[Wat je doet] Schaal de regels beginnend bij de regel met "Expected: one point per instance of the pond" en eindigend bij het einde van de gegevens, en geef alleen die regels allemaal opnieuw, ook de regels die om punten vragen. Vermenigvuldig daarbij elke pixelcoördinaat in de antwoorden met 2,25 en rond af op hele getallen, waarbij halven naar boven worden afgerond.

****************************************

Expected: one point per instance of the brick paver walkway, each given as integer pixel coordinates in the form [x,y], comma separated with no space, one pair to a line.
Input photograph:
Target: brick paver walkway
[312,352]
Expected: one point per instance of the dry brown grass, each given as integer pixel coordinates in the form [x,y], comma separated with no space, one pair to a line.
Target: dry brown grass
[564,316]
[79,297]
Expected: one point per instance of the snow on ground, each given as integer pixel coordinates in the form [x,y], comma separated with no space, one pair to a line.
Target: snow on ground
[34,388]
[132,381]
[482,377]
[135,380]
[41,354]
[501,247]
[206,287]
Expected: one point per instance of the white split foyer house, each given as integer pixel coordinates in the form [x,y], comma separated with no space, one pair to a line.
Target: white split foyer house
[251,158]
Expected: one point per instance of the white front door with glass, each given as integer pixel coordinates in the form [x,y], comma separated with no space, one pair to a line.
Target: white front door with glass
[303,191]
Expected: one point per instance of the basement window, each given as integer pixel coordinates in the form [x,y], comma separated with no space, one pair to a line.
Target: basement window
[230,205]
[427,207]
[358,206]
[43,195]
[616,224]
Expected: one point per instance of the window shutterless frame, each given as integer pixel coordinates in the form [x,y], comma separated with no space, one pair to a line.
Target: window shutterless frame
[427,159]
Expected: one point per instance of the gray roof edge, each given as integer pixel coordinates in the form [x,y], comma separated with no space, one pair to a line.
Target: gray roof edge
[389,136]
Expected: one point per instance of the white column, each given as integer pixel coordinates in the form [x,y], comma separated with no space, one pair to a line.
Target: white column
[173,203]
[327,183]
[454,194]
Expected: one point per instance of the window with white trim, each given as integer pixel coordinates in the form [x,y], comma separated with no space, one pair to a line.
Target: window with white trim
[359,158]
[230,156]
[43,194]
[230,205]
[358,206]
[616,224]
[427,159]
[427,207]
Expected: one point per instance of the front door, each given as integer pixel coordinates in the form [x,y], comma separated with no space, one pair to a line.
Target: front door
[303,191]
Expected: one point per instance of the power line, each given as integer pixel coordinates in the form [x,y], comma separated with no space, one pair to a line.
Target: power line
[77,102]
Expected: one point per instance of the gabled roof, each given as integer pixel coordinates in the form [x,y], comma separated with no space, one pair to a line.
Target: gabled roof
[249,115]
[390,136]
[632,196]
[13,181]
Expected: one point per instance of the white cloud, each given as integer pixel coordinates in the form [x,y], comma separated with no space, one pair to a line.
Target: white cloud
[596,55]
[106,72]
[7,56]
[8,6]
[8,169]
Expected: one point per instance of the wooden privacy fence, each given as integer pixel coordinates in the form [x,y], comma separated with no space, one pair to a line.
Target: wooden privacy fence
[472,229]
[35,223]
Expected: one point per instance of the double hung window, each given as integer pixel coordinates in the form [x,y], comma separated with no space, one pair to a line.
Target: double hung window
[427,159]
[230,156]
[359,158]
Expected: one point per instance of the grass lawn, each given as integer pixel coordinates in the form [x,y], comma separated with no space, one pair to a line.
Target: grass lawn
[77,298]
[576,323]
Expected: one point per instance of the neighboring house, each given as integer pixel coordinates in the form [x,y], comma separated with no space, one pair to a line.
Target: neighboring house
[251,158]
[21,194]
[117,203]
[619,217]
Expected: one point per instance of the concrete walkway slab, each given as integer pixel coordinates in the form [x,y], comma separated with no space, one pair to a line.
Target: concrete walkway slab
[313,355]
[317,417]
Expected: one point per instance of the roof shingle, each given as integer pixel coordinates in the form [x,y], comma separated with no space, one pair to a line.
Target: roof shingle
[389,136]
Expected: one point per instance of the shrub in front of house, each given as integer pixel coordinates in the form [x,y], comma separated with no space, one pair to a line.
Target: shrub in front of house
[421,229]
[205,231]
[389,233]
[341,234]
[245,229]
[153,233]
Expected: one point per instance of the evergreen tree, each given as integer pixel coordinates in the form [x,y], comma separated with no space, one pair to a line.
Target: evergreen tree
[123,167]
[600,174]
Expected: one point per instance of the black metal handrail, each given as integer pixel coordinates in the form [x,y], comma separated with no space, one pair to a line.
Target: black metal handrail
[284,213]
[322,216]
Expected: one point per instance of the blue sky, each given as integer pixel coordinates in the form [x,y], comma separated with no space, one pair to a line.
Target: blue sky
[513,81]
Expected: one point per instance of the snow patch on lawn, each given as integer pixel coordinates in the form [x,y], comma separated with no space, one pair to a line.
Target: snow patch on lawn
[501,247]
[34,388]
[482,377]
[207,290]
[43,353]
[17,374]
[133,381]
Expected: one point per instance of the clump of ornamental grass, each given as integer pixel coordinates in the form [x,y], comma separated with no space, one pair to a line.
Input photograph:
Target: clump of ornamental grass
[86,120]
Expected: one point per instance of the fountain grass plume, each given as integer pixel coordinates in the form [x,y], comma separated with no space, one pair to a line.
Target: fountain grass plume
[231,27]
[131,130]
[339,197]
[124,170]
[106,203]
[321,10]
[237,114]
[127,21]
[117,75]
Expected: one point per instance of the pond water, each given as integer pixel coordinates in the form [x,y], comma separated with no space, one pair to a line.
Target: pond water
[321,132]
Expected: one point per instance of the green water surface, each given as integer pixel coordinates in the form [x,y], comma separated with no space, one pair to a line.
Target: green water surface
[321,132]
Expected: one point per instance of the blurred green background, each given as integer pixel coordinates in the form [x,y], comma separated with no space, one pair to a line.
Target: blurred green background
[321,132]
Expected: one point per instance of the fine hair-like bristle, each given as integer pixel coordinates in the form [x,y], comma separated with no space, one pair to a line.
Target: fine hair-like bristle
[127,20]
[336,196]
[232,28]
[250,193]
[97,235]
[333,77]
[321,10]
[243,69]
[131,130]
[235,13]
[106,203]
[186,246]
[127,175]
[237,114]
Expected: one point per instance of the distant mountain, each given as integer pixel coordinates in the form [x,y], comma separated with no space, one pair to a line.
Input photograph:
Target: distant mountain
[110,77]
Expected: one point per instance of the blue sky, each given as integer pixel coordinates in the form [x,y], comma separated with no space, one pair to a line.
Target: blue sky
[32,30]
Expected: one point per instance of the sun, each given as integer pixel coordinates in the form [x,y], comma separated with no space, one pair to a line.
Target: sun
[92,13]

****************************************

[Voltooide taak]
Expected: one point per instance of the pond water, each given as integer pixel coordinates in the form [x,y], comma separated with no space, one pair to a line.
Target: pond water
[722,297]
Expected: one point per instance of the green water surface, each given as integer pixel coordinates in the form [x,y], comma separated with no space, one pair to a line.
Target: green water surface
[722,297]
Expected: one point per instance of the blurred green background, each given as integer pixel coordinates in the form [x,y], comma separated with no space, one pair to a line.
Target: blurred green background
[722,297]
Expected: one point per instance of the fine hair-like bristle, each given as integer pixel coordinates in the form [x,y], comma separated with no space, one pair to a line.
Target: fine hair-like bristle
[286,45]
[756,441]
[522,63]
[563,434]
[218,529]
[749,173]
[722,23]
[547,155]
[295,293]
[529,29]
[239,457]
[419,554]
[286,394]
[533,257]
Expected: one point per instance of the distant mountain, each given as integer pixel coordinates in the form [x,y], comma separated with no space, one pair to a line.
Input photograph:
Target: distant mountain
[248,173]
Expected: one point per instance of the blue sky, each given as integer pixel coordinates in the form [x,y], comma separated with no space, one pair to a line.
Target: blue sky
[72,68]
Expected: one point per instance of the sun, each given as integer pixel coordinates in the form [x,y], comma separated with no space, one pair to a line.
Target: sun
[207,29]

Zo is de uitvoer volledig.